#### [Given instruction]
Copy the rows running from the line containing "Task: indicate the rear" through the line containing "x=126 y=131", both included, exactly as they appear.

#### [Data shown]
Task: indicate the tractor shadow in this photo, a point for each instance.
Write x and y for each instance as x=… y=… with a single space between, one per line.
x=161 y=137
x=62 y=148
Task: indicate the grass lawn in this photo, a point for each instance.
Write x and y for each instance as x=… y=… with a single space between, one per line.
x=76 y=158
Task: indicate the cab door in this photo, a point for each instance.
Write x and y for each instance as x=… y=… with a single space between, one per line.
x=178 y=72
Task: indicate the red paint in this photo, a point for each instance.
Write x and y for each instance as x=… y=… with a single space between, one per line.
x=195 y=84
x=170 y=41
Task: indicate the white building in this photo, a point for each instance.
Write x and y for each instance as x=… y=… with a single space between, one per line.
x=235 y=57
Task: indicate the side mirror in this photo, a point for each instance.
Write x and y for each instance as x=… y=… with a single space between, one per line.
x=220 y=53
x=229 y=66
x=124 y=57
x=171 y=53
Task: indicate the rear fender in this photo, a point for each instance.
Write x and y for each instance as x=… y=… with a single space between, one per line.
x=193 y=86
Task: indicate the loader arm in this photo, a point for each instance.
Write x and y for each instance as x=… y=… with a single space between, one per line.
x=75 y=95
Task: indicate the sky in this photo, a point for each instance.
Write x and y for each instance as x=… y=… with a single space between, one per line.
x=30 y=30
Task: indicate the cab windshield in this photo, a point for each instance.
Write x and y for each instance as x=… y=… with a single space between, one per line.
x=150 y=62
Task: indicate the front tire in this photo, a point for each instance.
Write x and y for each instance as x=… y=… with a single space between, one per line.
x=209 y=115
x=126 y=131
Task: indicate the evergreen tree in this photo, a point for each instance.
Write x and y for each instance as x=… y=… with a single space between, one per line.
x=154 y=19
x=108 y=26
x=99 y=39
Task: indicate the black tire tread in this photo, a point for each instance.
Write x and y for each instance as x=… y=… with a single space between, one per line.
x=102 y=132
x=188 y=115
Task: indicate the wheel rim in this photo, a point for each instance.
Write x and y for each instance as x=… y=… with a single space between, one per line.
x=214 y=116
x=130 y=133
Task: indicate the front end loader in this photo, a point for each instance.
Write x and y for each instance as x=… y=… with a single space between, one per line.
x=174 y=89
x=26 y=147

--

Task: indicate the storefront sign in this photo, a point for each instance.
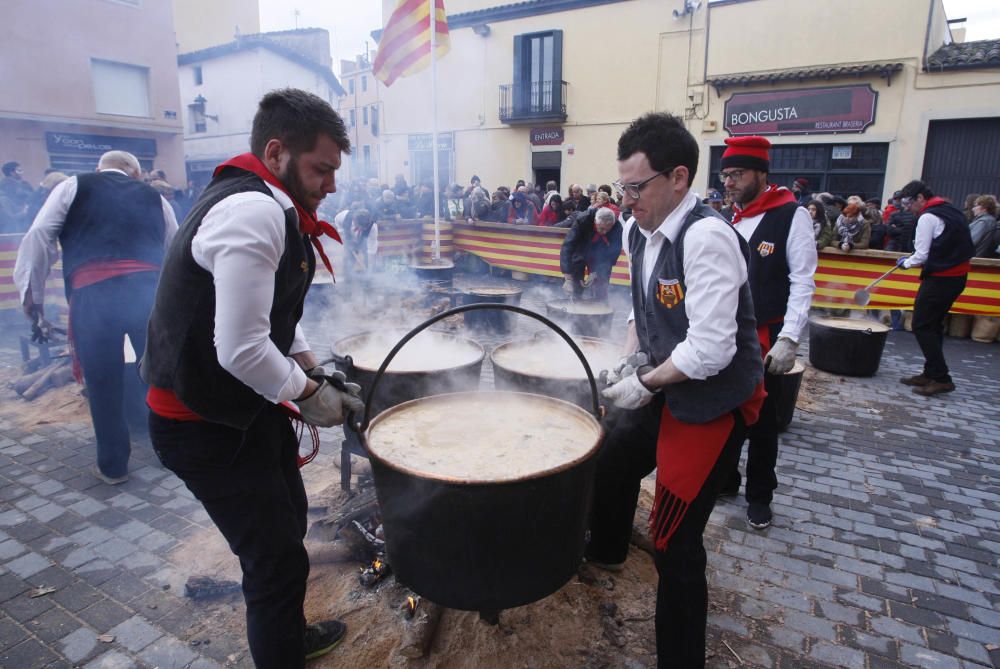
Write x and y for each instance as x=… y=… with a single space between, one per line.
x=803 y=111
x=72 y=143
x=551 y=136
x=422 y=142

#### [Solution]
Task: indicate the rear fender in this photo, a point for each instance.
Write x and y for each instance as x=… y=… with a single space between, one per line.
x=193 y=86
Task: indicate the loader arm in this photo, a point for each instance.
Write x and y for each instance as x=… y=… with a single space between, one per line.
x=75 y=95
Task: indicate the sky in this photo, a point for each instance.
Write x and y for each instance as x=… y=… with a single space between, one per line.
x=30 y=30
Task: indicate the cab windshield in this photo, a point for each instance.
Write x and y for each instance as x=… y=… with a single space between, one per line.
x=150 y=62
Task: indicate the front tire in this photo, a point for each instance.
Write x and y for each instance as x=… y=… with a single space between, one per line.
x=209 y=115
x=126 y=131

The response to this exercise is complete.